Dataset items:
******************************
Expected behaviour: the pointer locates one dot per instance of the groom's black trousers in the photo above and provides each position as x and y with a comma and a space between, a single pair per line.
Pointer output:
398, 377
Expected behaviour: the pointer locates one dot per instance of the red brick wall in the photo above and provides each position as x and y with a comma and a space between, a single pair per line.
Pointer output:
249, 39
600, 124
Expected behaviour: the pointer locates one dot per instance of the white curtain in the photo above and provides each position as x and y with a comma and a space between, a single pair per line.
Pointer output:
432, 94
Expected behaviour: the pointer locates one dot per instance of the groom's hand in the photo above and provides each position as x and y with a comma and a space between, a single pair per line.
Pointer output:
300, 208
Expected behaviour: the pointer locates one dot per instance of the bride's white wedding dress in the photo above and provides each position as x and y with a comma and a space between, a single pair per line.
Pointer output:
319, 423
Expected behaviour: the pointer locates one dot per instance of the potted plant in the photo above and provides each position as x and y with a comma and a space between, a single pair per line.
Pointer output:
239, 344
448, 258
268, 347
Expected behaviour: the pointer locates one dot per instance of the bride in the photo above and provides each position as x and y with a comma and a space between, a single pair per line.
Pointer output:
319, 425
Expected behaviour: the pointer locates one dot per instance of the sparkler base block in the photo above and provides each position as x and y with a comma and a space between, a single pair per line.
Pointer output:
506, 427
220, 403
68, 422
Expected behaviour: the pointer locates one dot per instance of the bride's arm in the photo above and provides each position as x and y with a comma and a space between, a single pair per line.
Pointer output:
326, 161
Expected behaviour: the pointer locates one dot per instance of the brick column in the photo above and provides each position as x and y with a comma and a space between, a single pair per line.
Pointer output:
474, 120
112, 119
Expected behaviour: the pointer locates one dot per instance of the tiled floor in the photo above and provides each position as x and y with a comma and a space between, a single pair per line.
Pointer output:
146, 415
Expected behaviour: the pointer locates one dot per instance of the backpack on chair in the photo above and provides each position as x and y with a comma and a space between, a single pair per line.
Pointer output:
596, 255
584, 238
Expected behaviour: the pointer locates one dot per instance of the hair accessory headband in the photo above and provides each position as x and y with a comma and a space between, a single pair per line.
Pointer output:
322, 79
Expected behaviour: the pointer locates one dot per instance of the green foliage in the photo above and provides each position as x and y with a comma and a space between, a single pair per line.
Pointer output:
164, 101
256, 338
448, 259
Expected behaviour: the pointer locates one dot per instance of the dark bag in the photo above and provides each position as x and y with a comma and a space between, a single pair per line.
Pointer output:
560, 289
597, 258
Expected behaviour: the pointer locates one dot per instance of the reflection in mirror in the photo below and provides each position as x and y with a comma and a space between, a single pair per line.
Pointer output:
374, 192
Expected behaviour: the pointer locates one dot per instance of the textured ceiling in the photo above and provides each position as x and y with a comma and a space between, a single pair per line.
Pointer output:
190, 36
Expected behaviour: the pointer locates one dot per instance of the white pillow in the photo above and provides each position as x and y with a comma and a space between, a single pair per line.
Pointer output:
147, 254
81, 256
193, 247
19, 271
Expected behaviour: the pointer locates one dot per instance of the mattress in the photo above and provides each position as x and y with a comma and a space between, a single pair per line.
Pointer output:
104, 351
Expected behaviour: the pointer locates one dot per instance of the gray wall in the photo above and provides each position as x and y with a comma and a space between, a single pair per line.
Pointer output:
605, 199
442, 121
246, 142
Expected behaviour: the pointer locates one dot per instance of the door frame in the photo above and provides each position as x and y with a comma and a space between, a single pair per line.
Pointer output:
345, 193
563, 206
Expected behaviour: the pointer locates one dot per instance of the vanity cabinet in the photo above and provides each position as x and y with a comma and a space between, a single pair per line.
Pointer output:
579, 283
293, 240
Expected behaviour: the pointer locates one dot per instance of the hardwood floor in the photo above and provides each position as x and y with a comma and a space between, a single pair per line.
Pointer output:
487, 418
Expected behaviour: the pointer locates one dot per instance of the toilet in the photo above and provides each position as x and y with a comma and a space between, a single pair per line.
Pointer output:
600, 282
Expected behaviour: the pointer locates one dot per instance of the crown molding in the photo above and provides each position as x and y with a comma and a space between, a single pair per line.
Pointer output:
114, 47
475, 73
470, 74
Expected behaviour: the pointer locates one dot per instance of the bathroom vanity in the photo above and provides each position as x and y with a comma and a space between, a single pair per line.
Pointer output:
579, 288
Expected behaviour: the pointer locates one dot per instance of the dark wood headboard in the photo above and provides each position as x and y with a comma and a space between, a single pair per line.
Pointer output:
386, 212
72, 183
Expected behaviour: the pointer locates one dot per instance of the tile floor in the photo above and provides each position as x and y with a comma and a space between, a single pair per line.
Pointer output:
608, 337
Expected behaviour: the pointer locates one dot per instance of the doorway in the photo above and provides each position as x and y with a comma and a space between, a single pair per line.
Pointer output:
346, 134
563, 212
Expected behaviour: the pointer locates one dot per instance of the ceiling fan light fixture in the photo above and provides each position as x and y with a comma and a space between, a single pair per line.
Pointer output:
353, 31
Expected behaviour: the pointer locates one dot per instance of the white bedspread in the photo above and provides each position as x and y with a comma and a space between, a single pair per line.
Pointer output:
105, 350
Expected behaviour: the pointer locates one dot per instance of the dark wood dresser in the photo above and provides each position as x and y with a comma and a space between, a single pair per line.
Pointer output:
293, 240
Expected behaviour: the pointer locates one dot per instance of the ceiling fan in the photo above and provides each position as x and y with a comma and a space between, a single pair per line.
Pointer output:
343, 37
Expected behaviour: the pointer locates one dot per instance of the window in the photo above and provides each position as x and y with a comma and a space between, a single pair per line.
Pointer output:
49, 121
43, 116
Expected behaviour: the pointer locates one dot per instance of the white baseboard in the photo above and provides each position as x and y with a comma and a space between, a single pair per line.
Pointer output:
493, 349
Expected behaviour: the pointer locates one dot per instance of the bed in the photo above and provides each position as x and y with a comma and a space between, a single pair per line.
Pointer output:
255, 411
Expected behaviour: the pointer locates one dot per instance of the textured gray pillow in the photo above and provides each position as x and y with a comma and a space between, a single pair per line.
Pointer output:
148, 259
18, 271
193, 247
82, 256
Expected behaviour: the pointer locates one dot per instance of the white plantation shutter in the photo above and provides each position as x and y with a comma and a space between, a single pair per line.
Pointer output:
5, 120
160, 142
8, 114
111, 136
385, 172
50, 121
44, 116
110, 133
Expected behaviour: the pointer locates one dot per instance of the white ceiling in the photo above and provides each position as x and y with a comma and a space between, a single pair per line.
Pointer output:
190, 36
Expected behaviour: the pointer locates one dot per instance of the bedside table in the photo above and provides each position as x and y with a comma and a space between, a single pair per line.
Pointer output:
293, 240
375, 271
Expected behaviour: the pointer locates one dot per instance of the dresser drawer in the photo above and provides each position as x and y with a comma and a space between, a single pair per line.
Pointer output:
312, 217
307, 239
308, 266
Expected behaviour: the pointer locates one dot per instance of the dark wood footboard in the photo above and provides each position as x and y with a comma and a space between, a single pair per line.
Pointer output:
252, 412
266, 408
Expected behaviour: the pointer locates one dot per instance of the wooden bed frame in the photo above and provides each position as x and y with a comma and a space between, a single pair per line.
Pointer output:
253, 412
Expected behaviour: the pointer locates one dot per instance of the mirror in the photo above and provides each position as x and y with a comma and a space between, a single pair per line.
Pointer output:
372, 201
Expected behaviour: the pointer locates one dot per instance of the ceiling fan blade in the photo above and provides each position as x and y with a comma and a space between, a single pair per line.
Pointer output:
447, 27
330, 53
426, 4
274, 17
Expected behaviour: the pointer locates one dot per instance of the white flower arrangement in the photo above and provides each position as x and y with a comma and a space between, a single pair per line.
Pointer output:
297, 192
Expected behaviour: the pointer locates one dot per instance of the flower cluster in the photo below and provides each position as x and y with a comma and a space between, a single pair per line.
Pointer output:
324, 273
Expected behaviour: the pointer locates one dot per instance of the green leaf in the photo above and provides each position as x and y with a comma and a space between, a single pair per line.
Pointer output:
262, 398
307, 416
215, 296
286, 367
******************************
:: REQUIREMENT ::
Each line of the entries above that contains "green" must be copied into the answer.

:: PROBLEM SOLUTION ::
Expected behaviour: the pointer locates one dot per instance of the green foliage in the photo above and provides each position as x and y with a comma and a space between, a single pair per line.
Expected behaviour: the pointer locates one dot per instance of the green leaf in the photo above and provides each position as x and y with a comma and a space between, a single pair per line.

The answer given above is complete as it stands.